• Extracted data:
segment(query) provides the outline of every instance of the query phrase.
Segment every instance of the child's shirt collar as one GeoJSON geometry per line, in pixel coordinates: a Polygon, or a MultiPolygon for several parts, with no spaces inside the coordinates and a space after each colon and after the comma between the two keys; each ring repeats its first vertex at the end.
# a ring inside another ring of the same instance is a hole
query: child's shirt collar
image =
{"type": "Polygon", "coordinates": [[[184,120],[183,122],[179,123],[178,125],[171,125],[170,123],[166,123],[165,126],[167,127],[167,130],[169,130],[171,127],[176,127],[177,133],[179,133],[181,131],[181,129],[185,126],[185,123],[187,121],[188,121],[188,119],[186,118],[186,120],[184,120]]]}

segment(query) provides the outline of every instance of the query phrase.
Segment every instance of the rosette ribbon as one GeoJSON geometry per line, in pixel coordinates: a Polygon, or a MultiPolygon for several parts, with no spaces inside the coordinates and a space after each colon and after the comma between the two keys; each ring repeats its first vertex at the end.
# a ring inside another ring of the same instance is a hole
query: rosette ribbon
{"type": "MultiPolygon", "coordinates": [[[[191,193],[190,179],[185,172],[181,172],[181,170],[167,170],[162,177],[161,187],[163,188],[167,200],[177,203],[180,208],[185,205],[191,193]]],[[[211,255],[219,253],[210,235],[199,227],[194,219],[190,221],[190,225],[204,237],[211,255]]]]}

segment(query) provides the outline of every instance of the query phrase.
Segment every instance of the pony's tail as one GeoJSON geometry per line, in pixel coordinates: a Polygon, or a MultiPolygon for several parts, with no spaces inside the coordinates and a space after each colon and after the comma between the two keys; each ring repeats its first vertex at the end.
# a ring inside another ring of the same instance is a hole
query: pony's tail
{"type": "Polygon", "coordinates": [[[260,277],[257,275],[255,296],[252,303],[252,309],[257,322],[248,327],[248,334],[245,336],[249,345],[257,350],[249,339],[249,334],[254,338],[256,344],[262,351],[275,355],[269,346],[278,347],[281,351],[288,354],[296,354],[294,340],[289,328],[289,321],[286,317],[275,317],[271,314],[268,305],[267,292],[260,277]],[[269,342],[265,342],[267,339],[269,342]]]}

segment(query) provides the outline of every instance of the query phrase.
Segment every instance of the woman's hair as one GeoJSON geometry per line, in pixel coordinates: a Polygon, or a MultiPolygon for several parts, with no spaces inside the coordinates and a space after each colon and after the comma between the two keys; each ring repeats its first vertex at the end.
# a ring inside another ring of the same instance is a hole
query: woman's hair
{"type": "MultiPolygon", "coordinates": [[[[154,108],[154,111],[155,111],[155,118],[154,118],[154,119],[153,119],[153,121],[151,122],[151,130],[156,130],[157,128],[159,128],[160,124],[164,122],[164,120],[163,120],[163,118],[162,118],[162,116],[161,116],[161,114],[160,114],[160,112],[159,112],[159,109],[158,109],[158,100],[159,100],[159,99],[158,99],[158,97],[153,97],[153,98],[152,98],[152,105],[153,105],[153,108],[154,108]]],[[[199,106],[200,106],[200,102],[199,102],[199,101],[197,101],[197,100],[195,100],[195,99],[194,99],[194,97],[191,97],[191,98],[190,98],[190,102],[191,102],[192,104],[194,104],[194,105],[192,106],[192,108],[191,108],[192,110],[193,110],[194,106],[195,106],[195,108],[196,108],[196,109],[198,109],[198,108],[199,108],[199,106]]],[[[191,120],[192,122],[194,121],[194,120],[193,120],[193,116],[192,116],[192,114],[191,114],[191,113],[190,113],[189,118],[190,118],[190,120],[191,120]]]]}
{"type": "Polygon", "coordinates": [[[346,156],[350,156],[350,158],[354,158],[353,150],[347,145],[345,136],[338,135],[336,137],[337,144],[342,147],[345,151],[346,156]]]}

• Work instructions: Filter the records above for the string "child" and copy each matching line.

• Response to this task:
Segment every instance of the child's shirt collar as one GeoJSON geometry per line, in pixel coordinates: a Polygon, or a MultiPolygon for several parts, with no spaces inside the coordinates and a space after each colon and after the comma between the two keys; each ring repeats its first vertex at the end.
query: child's shirt collar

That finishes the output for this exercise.